Texte source
※ ※ ※

Sur la couverture, dessinée par Tom Haugomat, deux adolescents éclairent de leur lampe-torche les parois d’une caverne, où gisent des livres, empilés, sans doute abandonnés là par quelque civilisation engloutie. Une jeune fille qui les a précédés lit déjà, accroupie, éclairée par une lampe frontale – ou par un troisième œil, qui sait ?
Et c’est bien à une exploration que nous convient Tom et Nathan Lévêque, deux frères jumeaux que leurs parents ont eu la bonne idée de conduire au Salon du livre de Montreuil en 2008. Ils avaient alors 11 ans. Aujourd’hui, l’un est libraire et l’autre éditeur, et à force de lire, de critiquer des livres, de ratisser les allées des Salons, ils ont réussi à convoquer à leurs côtés dans leur guide de la littérature ado une somme de contributeurs et contributrices qui fait de leur livre une aventure collective originale qui emporte non seulement la sympathie mais aussi l’intérêt. Ce double capital se lit d’ailleurs dans les 760 noms de celles et ceux qui ont financé leur entreprise, cités à la fin.

※ ※ ※

Données fournies
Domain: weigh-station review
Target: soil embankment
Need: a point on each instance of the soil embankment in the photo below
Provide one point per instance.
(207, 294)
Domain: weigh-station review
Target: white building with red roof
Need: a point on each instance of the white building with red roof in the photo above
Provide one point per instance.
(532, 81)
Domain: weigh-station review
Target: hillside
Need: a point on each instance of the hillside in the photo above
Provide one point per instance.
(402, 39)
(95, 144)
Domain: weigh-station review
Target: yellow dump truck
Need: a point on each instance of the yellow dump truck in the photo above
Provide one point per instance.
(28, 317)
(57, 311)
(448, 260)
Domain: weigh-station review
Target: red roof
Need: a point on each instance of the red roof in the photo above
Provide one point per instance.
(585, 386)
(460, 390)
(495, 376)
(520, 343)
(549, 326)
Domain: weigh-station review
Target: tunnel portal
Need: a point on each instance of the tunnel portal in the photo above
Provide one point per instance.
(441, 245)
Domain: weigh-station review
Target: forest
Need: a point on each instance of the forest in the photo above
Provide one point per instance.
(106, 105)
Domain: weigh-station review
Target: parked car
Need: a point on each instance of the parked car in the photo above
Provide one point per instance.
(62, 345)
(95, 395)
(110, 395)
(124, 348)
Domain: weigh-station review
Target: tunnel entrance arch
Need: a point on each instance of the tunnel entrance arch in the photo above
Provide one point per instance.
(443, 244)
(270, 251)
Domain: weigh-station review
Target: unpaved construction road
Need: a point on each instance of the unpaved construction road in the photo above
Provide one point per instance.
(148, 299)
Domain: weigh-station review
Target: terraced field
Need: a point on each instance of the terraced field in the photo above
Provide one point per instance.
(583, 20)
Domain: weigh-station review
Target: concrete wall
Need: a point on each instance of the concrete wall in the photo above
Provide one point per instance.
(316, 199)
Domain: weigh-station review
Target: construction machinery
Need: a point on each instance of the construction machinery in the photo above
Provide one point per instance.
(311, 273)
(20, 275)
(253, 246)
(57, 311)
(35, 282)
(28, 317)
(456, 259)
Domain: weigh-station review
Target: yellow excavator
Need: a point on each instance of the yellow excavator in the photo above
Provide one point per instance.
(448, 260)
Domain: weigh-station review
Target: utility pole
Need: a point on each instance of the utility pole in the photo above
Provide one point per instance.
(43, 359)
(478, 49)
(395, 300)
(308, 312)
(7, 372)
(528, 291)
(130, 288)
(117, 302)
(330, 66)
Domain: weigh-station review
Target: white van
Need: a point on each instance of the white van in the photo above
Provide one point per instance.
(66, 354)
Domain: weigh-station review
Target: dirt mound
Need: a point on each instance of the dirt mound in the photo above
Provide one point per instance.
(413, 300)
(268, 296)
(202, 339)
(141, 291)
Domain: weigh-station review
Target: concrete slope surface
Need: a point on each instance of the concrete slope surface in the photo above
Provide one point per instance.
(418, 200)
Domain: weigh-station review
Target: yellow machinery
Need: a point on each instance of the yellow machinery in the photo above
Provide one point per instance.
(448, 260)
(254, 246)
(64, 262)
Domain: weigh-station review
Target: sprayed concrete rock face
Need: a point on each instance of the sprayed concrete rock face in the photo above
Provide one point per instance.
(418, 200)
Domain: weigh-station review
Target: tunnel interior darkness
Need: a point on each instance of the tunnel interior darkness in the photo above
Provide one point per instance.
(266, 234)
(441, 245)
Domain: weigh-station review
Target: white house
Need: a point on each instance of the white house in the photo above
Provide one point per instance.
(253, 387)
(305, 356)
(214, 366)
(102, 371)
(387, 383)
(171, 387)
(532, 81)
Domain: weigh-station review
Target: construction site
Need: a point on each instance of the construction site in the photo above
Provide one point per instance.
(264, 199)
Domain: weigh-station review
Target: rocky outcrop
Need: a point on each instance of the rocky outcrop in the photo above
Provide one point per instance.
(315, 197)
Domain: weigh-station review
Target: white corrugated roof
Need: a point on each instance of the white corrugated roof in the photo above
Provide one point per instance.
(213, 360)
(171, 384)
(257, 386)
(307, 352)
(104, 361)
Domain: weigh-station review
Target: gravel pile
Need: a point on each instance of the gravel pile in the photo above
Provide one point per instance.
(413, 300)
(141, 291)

※ ※ ※

Exercice écrit
Reproduisez fidèlement, s'il vous plaît, le passage du texte source commençant par « Et c’est bien » et allant jusqu'à « cités à la fin. ». Le matériel fourni n'intervient pas ici.

Réponse à l'exercice
Et c’est bien à une exploration que nous convient Tom et Nathan Lévêque, deux frères jumeaux que leurs parents ont eu la bonne idée de conduire au Salon du livre de Montreuil en 2008. Ils avaient alors 11 ans. Aujourd’hui, l’un est libraire et l’autre éditeur, et à force de lire, de critiquer des livres, de ratisser les allées des Salons, ils ont réussi à convoquer à leurs côtés dans leur guide de la littérature ado une somme de contributeurs et contributrices qui fait de leur livre une aventure collective originale qui emporte non seulement la sympathie mais aussi l’intérêt. Ce double capital se lit d’ailleurs dans les 760 noms de celles et ceux qui ont financé leur entreprise, cités à la fin.